* _WHAT IS BEING ASKED_
Below are the records; repeat exactly their lines between the line holding "Query: leafless tree trunk" and the line holding "column 63, row 149", inclusive, skipping the pictures.

== Segment start ==

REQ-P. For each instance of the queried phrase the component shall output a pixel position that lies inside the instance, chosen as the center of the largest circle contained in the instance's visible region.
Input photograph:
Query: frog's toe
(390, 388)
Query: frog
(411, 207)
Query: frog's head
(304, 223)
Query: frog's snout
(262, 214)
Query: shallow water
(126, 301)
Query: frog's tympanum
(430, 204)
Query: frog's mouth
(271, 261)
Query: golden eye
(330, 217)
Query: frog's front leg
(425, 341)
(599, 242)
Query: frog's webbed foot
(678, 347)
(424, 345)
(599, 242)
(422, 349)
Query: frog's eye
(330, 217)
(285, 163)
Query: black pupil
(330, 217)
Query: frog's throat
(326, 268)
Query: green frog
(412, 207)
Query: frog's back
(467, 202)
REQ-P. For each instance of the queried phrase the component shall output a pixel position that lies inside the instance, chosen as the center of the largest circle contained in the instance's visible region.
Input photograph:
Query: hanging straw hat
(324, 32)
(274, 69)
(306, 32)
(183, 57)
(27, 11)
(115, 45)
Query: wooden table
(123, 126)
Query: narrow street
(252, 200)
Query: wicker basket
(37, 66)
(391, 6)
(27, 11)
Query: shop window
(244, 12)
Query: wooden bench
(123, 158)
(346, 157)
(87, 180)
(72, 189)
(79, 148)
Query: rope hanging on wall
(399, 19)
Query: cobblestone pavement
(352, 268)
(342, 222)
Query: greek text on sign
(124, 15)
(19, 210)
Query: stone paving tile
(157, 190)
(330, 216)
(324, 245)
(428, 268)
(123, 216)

== Segment end ==
== Segment start ==

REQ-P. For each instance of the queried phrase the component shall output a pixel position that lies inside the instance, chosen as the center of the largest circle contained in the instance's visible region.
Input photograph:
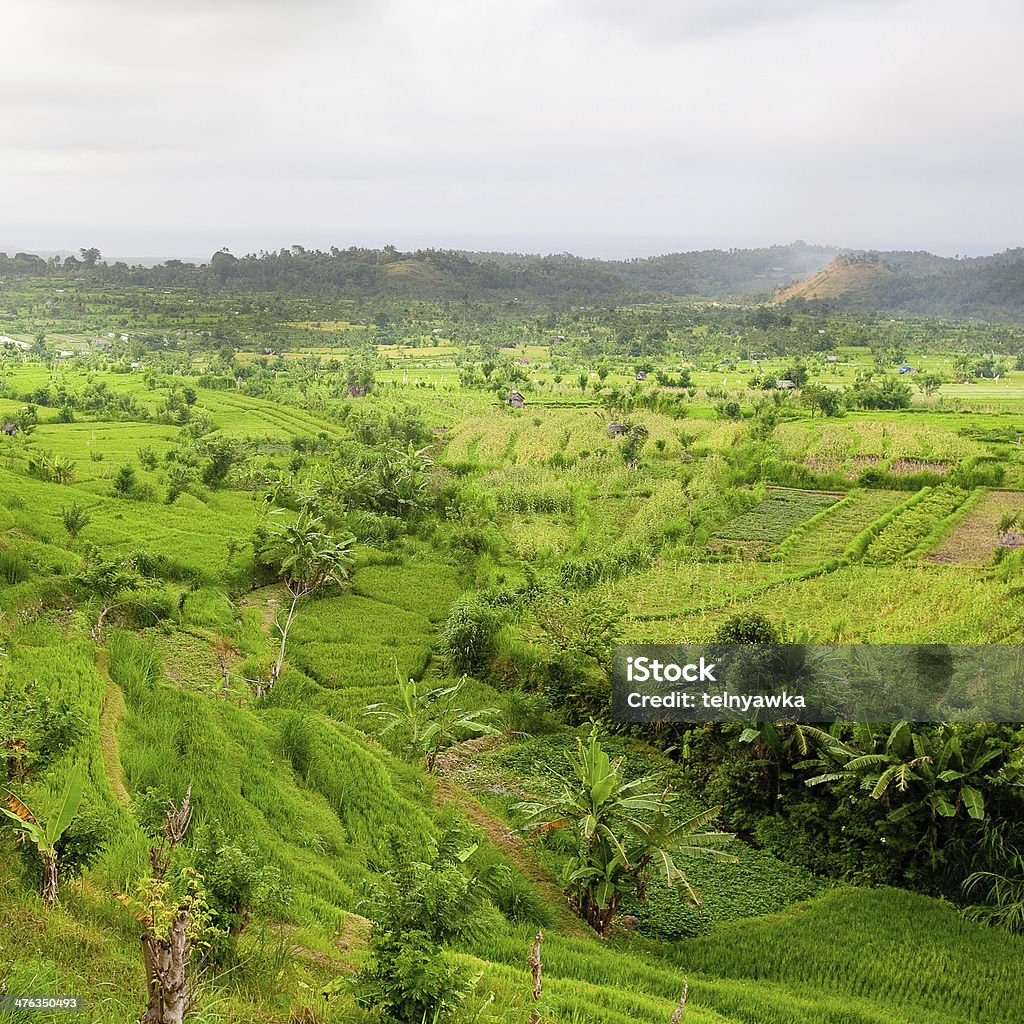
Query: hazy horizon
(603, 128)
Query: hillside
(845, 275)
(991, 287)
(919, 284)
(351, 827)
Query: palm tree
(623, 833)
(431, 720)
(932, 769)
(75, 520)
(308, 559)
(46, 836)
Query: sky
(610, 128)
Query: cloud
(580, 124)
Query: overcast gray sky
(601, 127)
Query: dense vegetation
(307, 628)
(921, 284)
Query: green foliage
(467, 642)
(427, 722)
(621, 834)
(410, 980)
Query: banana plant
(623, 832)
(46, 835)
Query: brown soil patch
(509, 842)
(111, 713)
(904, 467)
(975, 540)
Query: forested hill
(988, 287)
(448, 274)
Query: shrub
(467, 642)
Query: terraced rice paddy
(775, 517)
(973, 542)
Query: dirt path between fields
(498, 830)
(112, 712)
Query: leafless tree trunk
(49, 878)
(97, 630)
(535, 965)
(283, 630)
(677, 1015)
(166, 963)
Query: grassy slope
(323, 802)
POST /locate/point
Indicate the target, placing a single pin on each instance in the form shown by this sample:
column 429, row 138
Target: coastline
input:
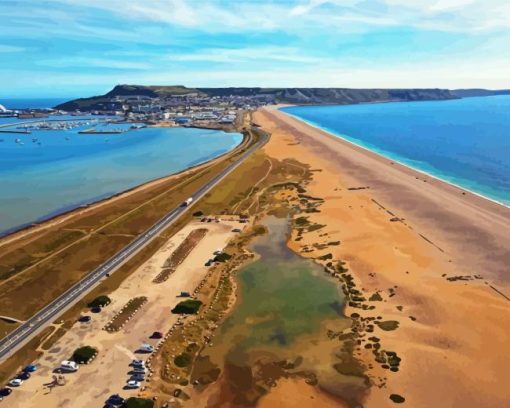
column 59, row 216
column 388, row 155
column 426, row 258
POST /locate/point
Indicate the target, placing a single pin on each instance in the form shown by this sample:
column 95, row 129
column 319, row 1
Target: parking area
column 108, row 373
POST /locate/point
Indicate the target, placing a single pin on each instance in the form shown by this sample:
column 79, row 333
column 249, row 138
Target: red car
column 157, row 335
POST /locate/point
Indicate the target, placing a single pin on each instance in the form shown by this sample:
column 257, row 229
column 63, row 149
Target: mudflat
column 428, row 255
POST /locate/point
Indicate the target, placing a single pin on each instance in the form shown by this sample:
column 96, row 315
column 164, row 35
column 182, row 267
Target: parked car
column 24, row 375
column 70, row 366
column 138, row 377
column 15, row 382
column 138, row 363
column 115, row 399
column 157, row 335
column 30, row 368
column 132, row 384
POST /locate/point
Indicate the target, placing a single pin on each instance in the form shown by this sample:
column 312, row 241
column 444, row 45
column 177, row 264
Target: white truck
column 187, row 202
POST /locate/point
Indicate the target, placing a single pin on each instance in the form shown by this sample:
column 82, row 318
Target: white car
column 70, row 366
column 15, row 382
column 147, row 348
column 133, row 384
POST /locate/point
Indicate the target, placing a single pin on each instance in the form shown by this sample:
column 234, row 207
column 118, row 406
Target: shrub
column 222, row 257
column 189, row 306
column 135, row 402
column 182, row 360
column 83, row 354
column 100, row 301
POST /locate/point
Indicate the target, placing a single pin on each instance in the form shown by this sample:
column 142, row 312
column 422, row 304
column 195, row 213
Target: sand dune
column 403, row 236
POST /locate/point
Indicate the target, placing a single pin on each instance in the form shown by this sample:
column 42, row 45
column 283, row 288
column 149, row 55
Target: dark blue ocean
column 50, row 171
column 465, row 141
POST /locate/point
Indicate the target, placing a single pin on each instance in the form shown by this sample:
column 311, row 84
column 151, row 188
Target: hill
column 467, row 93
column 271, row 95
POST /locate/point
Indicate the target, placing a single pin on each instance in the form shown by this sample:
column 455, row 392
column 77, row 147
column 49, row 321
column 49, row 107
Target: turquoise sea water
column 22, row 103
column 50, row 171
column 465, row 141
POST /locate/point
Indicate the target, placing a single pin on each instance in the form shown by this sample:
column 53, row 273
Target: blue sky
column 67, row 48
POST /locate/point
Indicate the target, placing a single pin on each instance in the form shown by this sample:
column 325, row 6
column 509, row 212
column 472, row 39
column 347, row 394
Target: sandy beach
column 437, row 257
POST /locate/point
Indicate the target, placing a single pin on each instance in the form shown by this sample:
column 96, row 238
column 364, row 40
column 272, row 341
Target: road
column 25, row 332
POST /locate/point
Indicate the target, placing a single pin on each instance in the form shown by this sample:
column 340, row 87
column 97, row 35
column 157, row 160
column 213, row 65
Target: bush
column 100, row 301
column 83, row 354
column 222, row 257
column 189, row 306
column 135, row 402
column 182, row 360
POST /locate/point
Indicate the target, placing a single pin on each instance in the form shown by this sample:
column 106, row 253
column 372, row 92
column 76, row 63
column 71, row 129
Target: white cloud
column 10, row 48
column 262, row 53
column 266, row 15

== Segment end ==
== Segment start ==

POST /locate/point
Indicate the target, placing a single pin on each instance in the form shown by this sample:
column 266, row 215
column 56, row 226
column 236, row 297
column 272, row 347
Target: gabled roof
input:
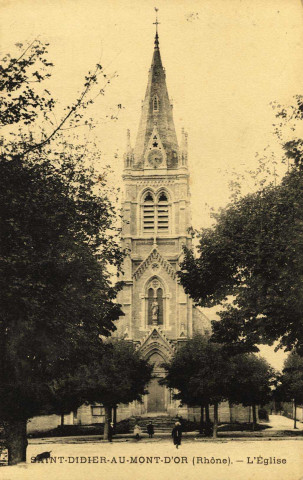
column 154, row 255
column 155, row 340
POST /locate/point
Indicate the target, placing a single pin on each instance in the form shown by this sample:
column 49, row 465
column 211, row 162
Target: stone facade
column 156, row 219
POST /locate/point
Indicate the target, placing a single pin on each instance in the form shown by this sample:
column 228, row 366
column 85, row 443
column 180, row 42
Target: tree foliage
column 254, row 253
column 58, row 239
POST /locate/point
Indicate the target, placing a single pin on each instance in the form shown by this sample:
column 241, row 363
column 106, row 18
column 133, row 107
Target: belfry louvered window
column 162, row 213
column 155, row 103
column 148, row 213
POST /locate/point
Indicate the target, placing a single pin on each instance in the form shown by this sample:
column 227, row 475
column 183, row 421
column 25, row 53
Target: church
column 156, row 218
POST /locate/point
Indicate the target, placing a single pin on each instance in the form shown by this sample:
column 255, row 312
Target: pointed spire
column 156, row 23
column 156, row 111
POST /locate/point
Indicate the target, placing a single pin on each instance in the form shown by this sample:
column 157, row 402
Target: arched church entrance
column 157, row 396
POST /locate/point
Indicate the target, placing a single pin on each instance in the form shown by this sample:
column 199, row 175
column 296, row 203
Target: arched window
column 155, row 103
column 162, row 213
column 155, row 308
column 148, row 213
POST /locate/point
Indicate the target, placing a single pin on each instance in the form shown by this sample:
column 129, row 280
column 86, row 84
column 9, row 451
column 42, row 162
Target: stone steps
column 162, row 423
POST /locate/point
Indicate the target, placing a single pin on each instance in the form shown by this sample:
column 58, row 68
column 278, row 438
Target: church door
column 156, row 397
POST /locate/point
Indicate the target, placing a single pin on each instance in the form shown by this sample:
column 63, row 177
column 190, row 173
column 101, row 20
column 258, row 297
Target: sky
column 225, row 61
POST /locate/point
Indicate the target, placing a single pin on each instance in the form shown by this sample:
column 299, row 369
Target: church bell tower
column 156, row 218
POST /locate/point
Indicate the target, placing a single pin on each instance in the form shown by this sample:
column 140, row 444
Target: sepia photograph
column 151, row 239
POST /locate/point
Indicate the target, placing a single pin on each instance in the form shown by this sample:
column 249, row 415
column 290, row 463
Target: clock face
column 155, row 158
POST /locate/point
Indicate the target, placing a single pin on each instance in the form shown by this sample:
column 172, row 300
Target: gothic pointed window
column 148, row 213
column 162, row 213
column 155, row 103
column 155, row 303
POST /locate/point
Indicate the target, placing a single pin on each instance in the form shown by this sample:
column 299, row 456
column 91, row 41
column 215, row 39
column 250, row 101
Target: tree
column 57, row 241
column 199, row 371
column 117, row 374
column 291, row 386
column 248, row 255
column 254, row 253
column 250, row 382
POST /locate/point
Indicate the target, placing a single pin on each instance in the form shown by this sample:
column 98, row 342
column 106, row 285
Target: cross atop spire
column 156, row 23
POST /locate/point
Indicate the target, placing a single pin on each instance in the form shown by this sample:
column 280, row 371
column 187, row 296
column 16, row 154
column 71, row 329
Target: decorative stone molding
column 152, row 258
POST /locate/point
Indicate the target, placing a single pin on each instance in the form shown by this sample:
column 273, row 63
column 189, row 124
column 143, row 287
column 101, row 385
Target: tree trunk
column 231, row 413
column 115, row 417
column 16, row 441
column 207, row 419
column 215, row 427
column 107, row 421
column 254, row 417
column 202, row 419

== Segment end ==

* _ANSWER TO THIS PROBLEM_
Query: leafless tree trunk
(49, 878)
(97, 630)
(535, 965)
(283, 630)
(677, 1015)
(166, 963)
Query: grassy slope
(323, 802)
POST /locate/point
Indicate the target, placing a single pin on each instance in the form shown by this sample:
column 429, row 138
Target: coastline
input:
column 59, row 216
column 388, row 155
column 426, row 258
POST /locate/point
Indicate the target, placing a single pin on each instance in the form shown by this sample:
column 95, row 129
column 319, row 1
Target: parking area
column 108, row 373
POST /locate/point
Indicate the target, placing a single pin on each instance in the form shown by this sample:
column 79, row 333
column 249, row 138
Target: red car
column 157, row 335
POST /locate/point
Indicate the target, placing a single pin on each instance in the form shown by this sample:
column 257, row 229
column 63, row 149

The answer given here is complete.